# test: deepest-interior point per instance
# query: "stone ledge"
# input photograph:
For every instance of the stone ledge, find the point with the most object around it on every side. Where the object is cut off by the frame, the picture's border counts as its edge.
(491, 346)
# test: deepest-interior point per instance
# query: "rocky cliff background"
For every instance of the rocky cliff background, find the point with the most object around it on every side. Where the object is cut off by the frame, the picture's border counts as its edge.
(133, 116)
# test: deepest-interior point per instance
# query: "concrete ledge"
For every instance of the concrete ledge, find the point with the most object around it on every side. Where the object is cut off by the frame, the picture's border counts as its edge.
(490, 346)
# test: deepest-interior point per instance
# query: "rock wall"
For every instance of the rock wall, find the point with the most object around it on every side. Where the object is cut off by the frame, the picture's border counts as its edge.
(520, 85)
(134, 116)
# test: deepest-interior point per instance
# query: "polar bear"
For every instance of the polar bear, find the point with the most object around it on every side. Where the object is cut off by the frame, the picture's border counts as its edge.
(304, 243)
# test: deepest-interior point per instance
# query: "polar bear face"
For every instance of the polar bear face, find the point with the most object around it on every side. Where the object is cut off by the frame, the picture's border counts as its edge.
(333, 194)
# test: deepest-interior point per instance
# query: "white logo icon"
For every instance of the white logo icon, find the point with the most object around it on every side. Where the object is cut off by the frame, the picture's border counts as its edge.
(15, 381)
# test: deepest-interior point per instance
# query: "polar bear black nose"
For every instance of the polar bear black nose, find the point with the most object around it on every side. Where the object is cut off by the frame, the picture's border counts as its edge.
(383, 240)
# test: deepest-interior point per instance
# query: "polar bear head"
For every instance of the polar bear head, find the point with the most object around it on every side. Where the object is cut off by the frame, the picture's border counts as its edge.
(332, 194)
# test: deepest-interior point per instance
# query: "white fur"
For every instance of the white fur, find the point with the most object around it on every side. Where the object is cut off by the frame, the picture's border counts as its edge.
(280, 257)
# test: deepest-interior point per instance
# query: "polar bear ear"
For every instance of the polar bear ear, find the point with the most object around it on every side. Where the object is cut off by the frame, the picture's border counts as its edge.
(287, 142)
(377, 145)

*-*-*

From the first line to the last, write out the data exactly.

# test: deepest-interior point per instance
# query: "stone ledge"
# input photograph:
For every instance of the stone ledge, find the point with the most object around it on every side. Where the object is cut off by the frame, the picture's border counts as its edge.
(491, 346)
# test: deepest-interior point per instance
# query: "rocky cliff background"
For every instance of the rocky cliff background, find the point with the most object around it on every side. Where the object is cut off by the frame, the picture's border counts as its edge.
(133, 116)
# test: deepest-interior point per instance
# query: "concrete ledge"
For every instance of the concrete ledge, find the point with the most object around it on every side. Where the object is cut off by the frame, the picture's border counts as its edge.
(490, 346)
# test: deepest-interior point per instance
# query: "rock wall"
For every instance of the rock wall, find the point with the most object around it on every side. Where the object is cut off by the frame, the picture's border counts as its edge.
(520, 85)
(134, 116)
# test: deepest-interior point per instance
# query: "polar bear"
For every instance of the polar bear, find the point with the most object around it on every side. Where the object is cut off by the frame, the picture's border counts as its edge.
(304, 243)
# test: deepest-interior point per instance
# query: "polar bear face"
For every instance of the polar bear face, find the point with the most object around it on every side. Where the object is cut off by the frame, the picture's border counts as its edge.
(333, 194)
# test: deepest-interior point per instance
# query: "white logo icon"
For every instance of the white logo icon, find the point with the most object around it on every side. Where the object is cut off by the frame, the picture's border counts as its edge.
(15, 381)
# test: deepest-interior point per instance
# query: "polar bear black nose"
For every instance of the polar bear black nose, find the point with the most object around it on every side. Where the object is cut off by the frame, the picture's border counts as its edge.
(383, 240)
# test: deepest-interior point per instance
# query: "polar bear head"
For every instance of the polar bear head, find the point with the most object around it on every side. Where the object is cut off by the frame, the picture's border counts as its edge.
(332, 194)
# test: deepest-interior point per instance
# query: "white fur"
For every instance of the white fur, find the point with the most object around it on every side. Where the object is cut off by the frame, the picture's border counts as its edge.
(280, 257)
# test: deepest-interior point per instance
# query: "polar bear ear"
For every instance of the polar bear ear, find the point with the most object around it on every side. Where the object is cut off by the frame, the picture's border counts as its edge.
(287, 142)
(377, 145)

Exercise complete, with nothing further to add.